===== Supplied passage =====

I think of this all the time. What is the relationship between value and relationships? And what is the value of such a relationship?

It seems to me that every relationship is value oriented, even ones we consider absolutely perfect and pure.

Take for instance a mother's undying love for her newborn. She values that newborn for a few reasons. She sees herself in it. She sees pure innocence in it that needs to be protected and nourished. She sees all the potential good (i.e. value) this little child may one day bring to society. She sees her own personal fulfillment in the act of bringing this to fruition, which brings her joy, even amidst all the sacrifices she may have to make for it.

Is any of this selfish or bad? Does it in any way devalue her relationship to the child?

Extrapolate this to other relationships. A perfect friendship, where two people meet together regularly to find out about each other's recent activities, and encourage each other in life's difficulties, and foster one another's growth and good. They each care about the other, ask how the other is doing and what they're thinking and feeling, offer each other consolation, comfort, and help in times of distress or difficulty. Each gets this from the other, mutually beneficial. One may offer it exclusively at one time, the other reciprocates later, not out of obligation, but gratitude and personal desire.

===== Data under study =====

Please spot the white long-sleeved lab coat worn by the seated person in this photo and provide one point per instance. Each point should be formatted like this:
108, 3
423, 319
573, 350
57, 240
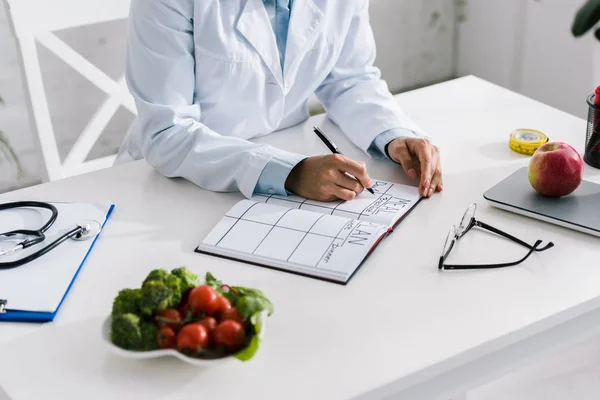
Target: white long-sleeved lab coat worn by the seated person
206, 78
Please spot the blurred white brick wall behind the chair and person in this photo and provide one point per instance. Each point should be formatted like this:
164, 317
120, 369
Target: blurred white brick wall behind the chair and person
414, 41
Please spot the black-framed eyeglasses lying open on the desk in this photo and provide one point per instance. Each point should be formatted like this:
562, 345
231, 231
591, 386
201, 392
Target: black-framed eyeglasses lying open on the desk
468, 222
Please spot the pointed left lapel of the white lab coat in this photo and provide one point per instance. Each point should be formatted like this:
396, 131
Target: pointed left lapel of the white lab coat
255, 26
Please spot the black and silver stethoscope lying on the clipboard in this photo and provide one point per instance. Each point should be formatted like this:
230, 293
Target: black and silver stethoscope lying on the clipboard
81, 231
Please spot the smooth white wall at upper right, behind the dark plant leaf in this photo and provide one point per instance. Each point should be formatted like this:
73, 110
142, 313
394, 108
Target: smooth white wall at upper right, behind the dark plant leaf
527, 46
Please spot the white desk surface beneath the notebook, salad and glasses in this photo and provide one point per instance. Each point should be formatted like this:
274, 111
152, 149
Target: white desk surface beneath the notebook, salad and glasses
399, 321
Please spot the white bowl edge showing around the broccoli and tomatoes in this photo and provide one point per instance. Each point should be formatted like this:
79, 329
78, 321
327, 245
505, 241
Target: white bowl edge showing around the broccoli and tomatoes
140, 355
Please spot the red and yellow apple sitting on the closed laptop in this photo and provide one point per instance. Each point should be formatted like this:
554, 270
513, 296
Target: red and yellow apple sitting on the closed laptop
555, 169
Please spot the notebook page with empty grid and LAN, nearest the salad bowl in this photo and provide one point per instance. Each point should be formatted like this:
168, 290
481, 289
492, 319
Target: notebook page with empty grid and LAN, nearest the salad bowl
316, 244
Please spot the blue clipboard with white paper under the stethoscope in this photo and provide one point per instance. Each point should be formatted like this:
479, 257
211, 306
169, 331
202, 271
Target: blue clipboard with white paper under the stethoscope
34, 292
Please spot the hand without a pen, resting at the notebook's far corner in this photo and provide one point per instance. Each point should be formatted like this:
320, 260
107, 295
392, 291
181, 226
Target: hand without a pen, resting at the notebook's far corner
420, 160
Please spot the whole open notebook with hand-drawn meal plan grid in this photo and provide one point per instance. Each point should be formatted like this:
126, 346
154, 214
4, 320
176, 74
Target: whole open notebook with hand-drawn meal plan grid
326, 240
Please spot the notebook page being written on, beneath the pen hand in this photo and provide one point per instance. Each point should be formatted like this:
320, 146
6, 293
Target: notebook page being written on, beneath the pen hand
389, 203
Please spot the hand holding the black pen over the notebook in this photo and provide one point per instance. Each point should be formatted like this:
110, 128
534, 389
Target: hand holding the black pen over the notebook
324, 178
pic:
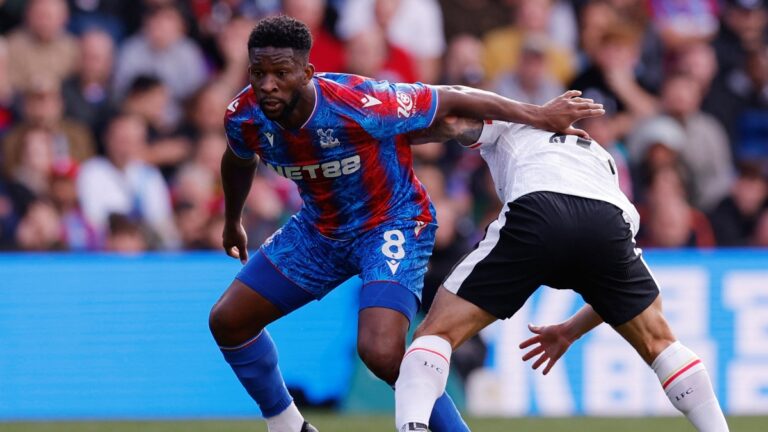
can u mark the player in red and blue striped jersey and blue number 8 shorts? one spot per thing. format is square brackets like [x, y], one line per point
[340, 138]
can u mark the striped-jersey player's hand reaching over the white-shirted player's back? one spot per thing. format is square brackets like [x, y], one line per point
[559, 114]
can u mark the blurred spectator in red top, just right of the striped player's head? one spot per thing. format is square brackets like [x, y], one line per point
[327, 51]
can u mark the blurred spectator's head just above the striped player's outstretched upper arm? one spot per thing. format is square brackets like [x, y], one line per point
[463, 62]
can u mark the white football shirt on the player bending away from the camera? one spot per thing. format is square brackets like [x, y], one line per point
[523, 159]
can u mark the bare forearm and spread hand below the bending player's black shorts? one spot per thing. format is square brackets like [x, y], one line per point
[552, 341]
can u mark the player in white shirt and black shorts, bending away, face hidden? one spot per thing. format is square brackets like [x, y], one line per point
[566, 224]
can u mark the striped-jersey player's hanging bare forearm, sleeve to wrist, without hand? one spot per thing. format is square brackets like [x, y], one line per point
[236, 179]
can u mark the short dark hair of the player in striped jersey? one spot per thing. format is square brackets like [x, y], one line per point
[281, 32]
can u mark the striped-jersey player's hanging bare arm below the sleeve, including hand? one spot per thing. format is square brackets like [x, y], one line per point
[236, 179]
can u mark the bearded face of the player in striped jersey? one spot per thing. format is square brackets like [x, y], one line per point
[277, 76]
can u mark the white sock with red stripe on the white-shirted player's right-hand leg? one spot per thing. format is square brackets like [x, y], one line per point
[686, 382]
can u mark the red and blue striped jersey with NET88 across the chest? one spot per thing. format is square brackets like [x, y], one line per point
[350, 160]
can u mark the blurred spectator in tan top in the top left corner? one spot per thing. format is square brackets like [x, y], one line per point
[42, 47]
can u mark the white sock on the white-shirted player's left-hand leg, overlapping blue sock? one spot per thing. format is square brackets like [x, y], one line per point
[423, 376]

=====
===== Data under study =====

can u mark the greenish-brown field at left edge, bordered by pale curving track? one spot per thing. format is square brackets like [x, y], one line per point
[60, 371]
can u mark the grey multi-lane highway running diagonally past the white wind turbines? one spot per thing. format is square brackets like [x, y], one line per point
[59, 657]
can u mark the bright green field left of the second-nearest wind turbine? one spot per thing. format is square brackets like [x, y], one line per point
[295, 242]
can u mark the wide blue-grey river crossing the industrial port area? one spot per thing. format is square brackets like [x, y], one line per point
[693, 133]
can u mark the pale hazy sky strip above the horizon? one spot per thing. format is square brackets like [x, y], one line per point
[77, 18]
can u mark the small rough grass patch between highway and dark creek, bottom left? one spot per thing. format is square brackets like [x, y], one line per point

=====

_Assignment 1_
Reproduce a portion of the passage about value in relationships, beginning at the words "Take for instance" and stopping after the words "make for it.".
_Assignment 2_
Take the passage about value in relationships further, picking up right after its final sentence.

_Response area 1_
Take for instance a mother's undying love for her newborn. She values that newborn for a few reasons. She sees herself in it. She sees pure innocence in it that needs to be protected and nourished. She sees all the potential good (i.e. value) this little child may one day bring to society. She sees her own personal fulfillment in the act of bringing this to fruition, which brings her joy, even amidst all the sacrifices she may have to make for it.

_Response area 2_
Is this wrong? Is this selfish? Is this bad?

Underqualified|1 month ago

Many years ago I read the classic 'How to win friends and influence people' and I was just hit with, according to that book, how little people actually care about other people and how fundamentally lonely our existence is.

I don't think that was the message the book was trying to give, but that's what I got out of it.

So yes, people will wonder, subconsciously or not, what's in it for them. If you can give status or if you are naturally entertaining, this might all seem a little less obvious.

unsupp0rted|1 month ago

You have to provide value.

Unless you are pretty and young, nobody will automatically want to be around you unless you’re providing value.